The full set of entries should be repeated without a single change.
[Extracted material — start]
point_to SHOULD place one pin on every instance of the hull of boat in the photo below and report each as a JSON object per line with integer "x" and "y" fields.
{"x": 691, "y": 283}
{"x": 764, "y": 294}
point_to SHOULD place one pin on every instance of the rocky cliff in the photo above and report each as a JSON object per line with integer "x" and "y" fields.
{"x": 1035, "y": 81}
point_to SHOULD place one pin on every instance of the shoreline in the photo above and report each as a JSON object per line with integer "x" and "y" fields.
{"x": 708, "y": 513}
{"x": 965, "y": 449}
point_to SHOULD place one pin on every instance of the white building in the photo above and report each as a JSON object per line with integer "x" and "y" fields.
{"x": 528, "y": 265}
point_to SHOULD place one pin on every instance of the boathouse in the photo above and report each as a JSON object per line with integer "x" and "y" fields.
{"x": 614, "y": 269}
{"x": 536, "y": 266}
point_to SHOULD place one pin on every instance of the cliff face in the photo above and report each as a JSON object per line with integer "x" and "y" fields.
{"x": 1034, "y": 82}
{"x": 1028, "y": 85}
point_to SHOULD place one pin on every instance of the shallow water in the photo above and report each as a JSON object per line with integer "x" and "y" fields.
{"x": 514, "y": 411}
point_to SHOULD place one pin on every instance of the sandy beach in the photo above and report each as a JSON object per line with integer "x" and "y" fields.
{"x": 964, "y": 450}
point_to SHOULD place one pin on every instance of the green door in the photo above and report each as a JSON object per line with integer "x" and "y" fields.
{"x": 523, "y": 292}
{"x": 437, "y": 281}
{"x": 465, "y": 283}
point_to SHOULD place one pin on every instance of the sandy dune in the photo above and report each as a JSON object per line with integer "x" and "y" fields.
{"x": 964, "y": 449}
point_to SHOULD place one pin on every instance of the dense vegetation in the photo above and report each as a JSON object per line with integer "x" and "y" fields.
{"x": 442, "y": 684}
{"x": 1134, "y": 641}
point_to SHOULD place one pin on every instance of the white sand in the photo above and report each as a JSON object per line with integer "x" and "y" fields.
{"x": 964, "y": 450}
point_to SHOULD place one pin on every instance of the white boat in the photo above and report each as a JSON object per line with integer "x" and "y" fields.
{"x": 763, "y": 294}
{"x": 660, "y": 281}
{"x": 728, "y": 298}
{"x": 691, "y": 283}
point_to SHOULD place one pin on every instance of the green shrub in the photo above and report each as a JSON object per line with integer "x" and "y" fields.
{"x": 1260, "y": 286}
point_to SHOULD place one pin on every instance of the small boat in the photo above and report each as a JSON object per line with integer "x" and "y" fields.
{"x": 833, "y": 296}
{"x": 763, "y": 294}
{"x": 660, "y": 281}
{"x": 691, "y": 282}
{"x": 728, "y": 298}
[Extracted material — finish]
* [Output for this exercise]:
point_to SHOULD place one pin on every instance of the hull of boat in the photo below and report each as a JSON object per line with integer "x" and "y" fields.
{"x": 691, "y": 283}
{"x": 764, "y": 294}
point_to SHOULD place one pin on every instance of the rocky cliff in the photo above and report each as a JSON object per line with integer "x" and "y" fields.
{"x": 1035, "y": 81}
point_to SHOULD place one pin on every instance of the shoreline in the photo above and report each as a JSON object per line with integer "x" and "y" fields.
{"x": 708, "y": 513}
{"x": 965, "y": 449}
point_to SHOULD place one pin on every instance of the white building in the photo above and report each as a JSON object per line with integer "x" and "y" fields.
{"x": 528, "y": 265}
point_to SHOULD place one pin on every instance of the boathouse in the photo above and report each as a JSON object per line with integer "x" and "y" fields.
{"x": 614, "y": 269}
{"x": 536, "y": 266}
point_to SHOULD place one pin on every instance of the cliff face in the photo above and report each as a JSON object per line with integer "x" and "y" fields.
{"x": 1034, "y": 82}
{"x": 1028, "y": 85}
point_to SHOULD place one pin on every instance of the shallow water in the photo above and report each as a JSON object per line with integer "x" and "y" fields.
{"x": 514, "y": 411}
point_to SHOULD place one pin on every instance of the sandy beach in the photo above and report each as a JSON object per line with integer "x" and "y" fields.
{"x": 964, "y": 450}
point_to SHOULD place one pin on every instance of the green door in the photo above and report each as a JSON object per line with integer "x" and "y" fields.
{"x": 523, "y": 292}
{"x": 437, "y": 281}
{"x": 465, "y": 283}
point_to SHOULD place one pin on every instance of the sandy dune in the photo above and report each as a JSON object per line with integer "x" and "y" fields.
{"x": 964, "y": 449}
point_to SHOULD place one pin on every instance of the dense vegetation in the photo above and report each as a JSON object per line with integer "x" and "y" fields.
{"x": 442, "y": 684}
{"x": 1134, "y": 641}
point_to SHOULD place one pin on every instance of the white sand in the photo above and report each as a JSON object per line with integer "x" and "y" fields.
{"x": 964, "y": 450}
point_to SHOULD place one pin on every instance of the white boat in the photo above and report each as a JSON object per line with integer "x" and "y" fields.
{"x": 763, "y": 294}
{"x": 660, "y": 281}
{"x": 728, "y": 298}
{"x": 691, "y": 283}
point_to SHOULD place one pin on every instance of the green shrub in the photo above and report each as a JSON object per line with integer "x" and "y" fields.
{"x": 1260, "y": 286}
point_to SHOULD place one pin on every instance of the small boat in the photo above and report each as a JSON object per line with integer "x" and "y" fields.
{"x": 833, "y": 296}
{"x": 763, "y": 294}
{"x": 660, "y": 281}
{"x": 691, "y": 282}
{"x": 728, "y": 298}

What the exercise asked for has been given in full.